**TO BE DONE**
Rewrite the lines below, replacing "gets a single pin" with "receives one marker" wherever it occurs and leaving the rest unchanged.

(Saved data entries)
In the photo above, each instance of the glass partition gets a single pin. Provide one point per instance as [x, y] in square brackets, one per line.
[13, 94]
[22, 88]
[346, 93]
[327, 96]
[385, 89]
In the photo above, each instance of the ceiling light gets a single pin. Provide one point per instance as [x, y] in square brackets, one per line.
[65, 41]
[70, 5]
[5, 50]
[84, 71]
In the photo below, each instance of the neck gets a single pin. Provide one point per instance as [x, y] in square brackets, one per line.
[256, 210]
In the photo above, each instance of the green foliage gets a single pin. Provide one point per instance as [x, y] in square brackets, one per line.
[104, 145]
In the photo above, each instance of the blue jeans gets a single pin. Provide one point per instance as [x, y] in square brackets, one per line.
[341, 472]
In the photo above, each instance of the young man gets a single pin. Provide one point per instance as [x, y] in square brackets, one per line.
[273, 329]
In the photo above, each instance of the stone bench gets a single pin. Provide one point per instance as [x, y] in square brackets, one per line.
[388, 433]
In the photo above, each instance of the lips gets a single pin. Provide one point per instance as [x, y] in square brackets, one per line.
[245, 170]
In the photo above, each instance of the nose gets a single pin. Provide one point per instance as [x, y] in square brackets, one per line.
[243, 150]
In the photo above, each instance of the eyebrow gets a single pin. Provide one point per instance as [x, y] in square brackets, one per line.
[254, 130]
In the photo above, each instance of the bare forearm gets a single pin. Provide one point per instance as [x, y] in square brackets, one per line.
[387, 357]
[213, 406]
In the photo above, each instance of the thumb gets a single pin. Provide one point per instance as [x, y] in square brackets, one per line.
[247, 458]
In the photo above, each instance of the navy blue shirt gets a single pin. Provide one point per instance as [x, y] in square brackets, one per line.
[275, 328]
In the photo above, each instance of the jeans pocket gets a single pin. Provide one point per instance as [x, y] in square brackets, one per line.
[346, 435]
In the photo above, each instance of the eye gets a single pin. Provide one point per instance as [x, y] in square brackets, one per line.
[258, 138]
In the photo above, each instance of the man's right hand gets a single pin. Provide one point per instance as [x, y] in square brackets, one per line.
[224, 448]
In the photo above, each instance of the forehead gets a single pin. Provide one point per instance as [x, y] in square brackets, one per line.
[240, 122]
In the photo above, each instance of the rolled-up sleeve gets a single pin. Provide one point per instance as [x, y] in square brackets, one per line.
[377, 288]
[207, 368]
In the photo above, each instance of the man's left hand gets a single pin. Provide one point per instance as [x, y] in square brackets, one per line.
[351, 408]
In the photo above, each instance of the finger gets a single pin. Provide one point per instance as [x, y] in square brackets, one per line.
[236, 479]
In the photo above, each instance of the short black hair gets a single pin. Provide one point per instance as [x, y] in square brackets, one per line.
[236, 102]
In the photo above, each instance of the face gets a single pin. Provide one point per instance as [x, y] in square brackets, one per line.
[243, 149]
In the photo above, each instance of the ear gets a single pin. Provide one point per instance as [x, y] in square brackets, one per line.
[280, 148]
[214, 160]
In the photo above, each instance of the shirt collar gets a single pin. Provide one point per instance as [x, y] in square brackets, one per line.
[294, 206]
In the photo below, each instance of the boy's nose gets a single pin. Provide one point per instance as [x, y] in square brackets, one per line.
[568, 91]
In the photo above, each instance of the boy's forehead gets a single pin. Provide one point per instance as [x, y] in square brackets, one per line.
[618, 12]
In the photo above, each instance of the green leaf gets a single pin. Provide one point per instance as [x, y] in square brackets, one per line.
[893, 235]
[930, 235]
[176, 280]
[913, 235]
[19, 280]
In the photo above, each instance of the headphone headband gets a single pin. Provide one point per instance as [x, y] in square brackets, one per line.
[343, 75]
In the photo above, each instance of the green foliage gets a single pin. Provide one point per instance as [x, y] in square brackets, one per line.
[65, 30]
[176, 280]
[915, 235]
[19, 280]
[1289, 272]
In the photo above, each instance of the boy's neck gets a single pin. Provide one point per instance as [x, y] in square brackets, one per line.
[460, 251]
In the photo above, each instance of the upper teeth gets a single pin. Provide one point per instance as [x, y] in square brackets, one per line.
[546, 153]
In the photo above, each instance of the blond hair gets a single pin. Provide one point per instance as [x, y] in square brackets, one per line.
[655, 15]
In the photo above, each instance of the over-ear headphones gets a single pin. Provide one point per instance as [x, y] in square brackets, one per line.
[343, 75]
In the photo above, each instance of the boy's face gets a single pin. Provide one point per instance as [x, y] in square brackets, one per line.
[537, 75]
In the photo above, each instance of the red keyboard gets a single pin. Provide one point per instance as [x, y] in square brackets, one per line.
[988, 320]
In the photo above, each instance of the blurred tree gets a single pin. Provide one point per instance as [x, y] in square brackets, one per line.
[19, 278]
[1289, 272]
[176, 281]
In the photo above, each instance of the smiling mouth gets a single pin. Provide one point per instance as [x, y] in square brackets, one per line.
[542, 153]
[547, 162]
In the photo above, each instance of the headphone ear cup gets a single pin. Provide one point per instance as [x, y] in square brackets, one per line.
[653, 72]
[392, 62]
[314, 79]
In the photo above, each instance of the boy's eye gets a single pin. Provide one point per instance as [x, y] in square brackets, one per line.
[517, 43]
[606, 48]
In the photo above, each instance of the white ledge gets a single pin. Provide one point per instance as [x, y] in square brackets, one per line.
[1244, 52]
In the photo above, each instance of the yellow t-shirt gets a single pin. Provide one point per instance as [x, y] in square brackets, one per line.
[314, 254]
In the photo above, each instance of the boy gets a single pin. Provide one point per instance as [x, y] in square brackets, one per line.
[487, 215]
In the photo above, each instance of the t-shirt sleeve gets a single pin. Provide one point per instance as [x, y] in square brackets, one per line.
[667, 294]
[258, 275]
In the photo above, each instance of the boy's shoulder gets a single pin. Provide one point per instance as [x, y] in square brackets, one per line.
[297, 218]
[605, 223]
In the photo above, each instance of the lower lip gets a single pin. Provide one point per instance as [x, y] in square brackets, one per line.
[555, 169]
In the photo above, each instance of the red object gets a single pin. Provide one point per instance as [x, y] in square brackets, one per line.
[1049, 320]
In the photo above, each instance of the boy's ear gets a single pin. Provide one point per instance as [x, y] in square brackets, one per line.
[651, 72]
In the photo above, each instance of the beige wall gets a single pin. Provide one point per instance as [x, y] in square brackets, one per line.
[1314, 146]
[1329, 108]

**ANSWER FOR THIS EXERCISE**
In the photo above, each instance of the glass partition receives one marker. Provide one point per instance as [x, y] in square brackets, one per line.
[13, 94]
[22, 88]
[346, 93]
[327, 96]
[385, 89]
In the photo above, each instance of the ceiling light receives one marker. Provide one point per instance as [x, y] in square brackets, one per line.
[65, 41]
[70, 5]
[5, 50]
[84, 71]
In the photo below, each instance of the neck receives one marker. Provide one point per instance as [x, y] in square brackets, one per line.
[256, 210]
In the photo above, each instance of the green foliage receives one marker. Provide one point per instance as [x, y] in square brackets, one per line.
[104, 145]
In the photo above, each instance of the blue jeans receives one marker. Provide one point per instance as [x, y] in square brackets, one per line.
[341, 472]
In the photo above, each instance of the young man receives one marker. Provide one point per instance as [x, y] in square brackets, one per line.
[273, 329]
In the photo above, each instance of the stone bench receives one marker. Provide one point per instance as [x, y] in square brackets, one per line.
[388, 433]
In the photo above, each instance of the lips receives one marker. Provide one point per instance as [x, y] in square brackets, one per line.
[245, 170]
In the photo above, each instance of the nose receives one marker. Provide one point per instance as [x, y] in square brackets, one per line.
[243, 150]
In the photo above, each instance of the eyebrow receives one marker. Provide one point per instance as [x, y] in square brackets, one per line.
[254, 130]
In the photo above, each instance of the bare forearm receives one marker. Provide one point per instance as [x, y] in square brackets, one per line.
[387, 357]
[213, 406]
In the photo above, each instance of the thumb receives one marker. Provide one point per instance as [x, y] in square brackets, one per line.
[247, 458]
In the photo above, each instance of the navy blue shirt receives one marker. Provide one point per instance as [x, y] in square brackets, one per line.
[275, 328]
In the photo above, each instance of the jeans pocket receives one marker. Provide one point per instance as [x, y] in square brackets, one per line.
[346, 435]
In the photo above, each instance of the eye receives one marker. Provide one point per instance as [x, y] in square brackets, one per line.
[258, 138]
In the photo above, each instance of the man's right hand receives one marker. Provide one point per instance as [x, y] in square brackets, one per line.
[224, 448]
In the photo above, each instance of the forehead receives one marker. Provide one point per instance as [x, y] in square brackets, one per line.
[240, 122]
In the photo above, each instance of the rolled-up sleeve receives one marker. Provide one point per instance as [x, y] in square brackets, one per line.
[377, 288]
[207, 368]
In the photo above, each instance of the man's left hand receives one marker. Provide one point per instance as [x, y] in square brackets, one per line.
[351, 408]
In the photo above, each instance of the finger receives one marker. Provide one point per instance as [x, y] in square brackets, one per line.
[236, 479]
In the photo above, each instance of the short black hair receives one marker. Provide one point per instance as [x, y] in square brackets, one per line.
[236, 102]
In the photo above, each instance of the face receives one marker. Provide one point per instance as [x, y] in square brackets, one per line.
[243, 149]
In the photo above, each instance of the ear receives one marker. Provide one point per instance as [x, y] in square brackets, one per line.
[280, 148]
[214, 160]
In the photo above, each instance of the shirt collar receives one marker. Provide one point per instance as [x, y] in square brackets, one per line.
[294, 206]
In the photo below, each instance of the boy's nose receives one marker. Provide one point per instance as [x, y] in square brackets, one per line.
[568, 91]
In the photo above, each instance of the boy's forehead receives one marker. Provide one point per instance as [x, y] in square brackets, one per line.
[618, 12]
In the photo above, each instance of the green leaf receives one marker. Provide one point per instance as [x, y] in square brackets, one per line.
[893, 235]
[930, 235]
[176, 280]
[913, 235]
[19, 280]
In the photo above, each instance of the headphone headband receives one marker. Provide one point per instance as [x, y] in square brackets, one per line.
[343, 75]
In the photo above, each instance of the green foliage receives one marker. Provide one point per instance as [x, y] in square brackets, one per line.
[65, 30]
[176, 280]
[915, 235]
[19, 280]
[1289, 272]
In the photo above, each instance of the boy's neck receives one marker. Provide one point per instance as [x, y] in square brackets, one per line.
[460, 251]
In the photo above, each instance of the upper teeth receives one marker. Provide one point per instance as [x, y] in square brackets, one per line.
[546, 153]
In the photo above, each instance of the blond hair receives one marker. Provide one point per instance as [x, y] in square brackets, one per line.
[655, 15]
In the photo above, each instance of the over-ear headphones receives one marker. Provide one point per instance as [x, y] in square brackets, one per line.
[343, 75]
In the photo above, each instance of the boy's face receives one marker. Provide one point per instance as [x, y] in square brackets, one per line.
[537, 75]
In the photo above, each instance of the red keyboard receives one marker. Provide one point per instance as [x, y] in square brackets, one per line.
[988, 320]
In the photo above, each instance of the blurred tree receives one marker. Provide one point per instance as [x, y] in square brackets, one per line.
[19, 278]
[1289, 272]
[176, 281]
In the photo above, each instance of the smiling mouth receives one marker. Provide one point per instance as [x, y] in square brackets, one per line.
[542, 153]
[547, 162]
In the photo above, each instance of the headphone ear cup receives one marker. Provide one point per instance as [x, y] in square brackets, one per line.
[653, 72]
[392, 62]
[314, 79]
In the photo above, each instance of the boy's eye receives one marker. Provide one point per instance as [x, y] in square brackets, one per line.
[517, 43]
[606, 48]
In the photo above, each instance of the white ledge receives one marker. Provide one point per instance as [x, y] in square brackets, one per line.
[1244, 52]
In the photo above, each instance of the yellow t-shirt receives one marker. Provide one point per instance as [x, y] in square brackets, one per line.
[314, 254]
In the photo above, each instance of the boy receives one marker. Provide one point per instance as [x, y] in square brackets, one per line.
[487, 215]
In the photo above, each instance of the t-shirt sleeve receives one marker. Provide one point per instance as [x, y] in square brackets, one per line.
[667, 294]
[258, 275]
In the photo above, each instance of the boy's shoulder receives one marker. Provide one point per instance as [x, y] in square brackets, one per line.
[297, 218]
[605, 223]
In the photo above, each instance of the lower lip receives one marker. Provide one point per instance as [x, y] in square brackets, one per line.
[555, 169]
In the photo above, each instance of the red object receives one marker. Provide one point per instance as [x, y] in square brackets, one per line.
[1049, 320]
In the photo above, each instance of the boy's ear receives one marker. Provide one point per instance as [x, y] in square brackets, one per line.
[651, 72]
In the photo above, each instance of the beige wall receives one marker. Provide one point per instance as [x, y] in square brackets, one per line.
[1314, 146]
[1329, 108]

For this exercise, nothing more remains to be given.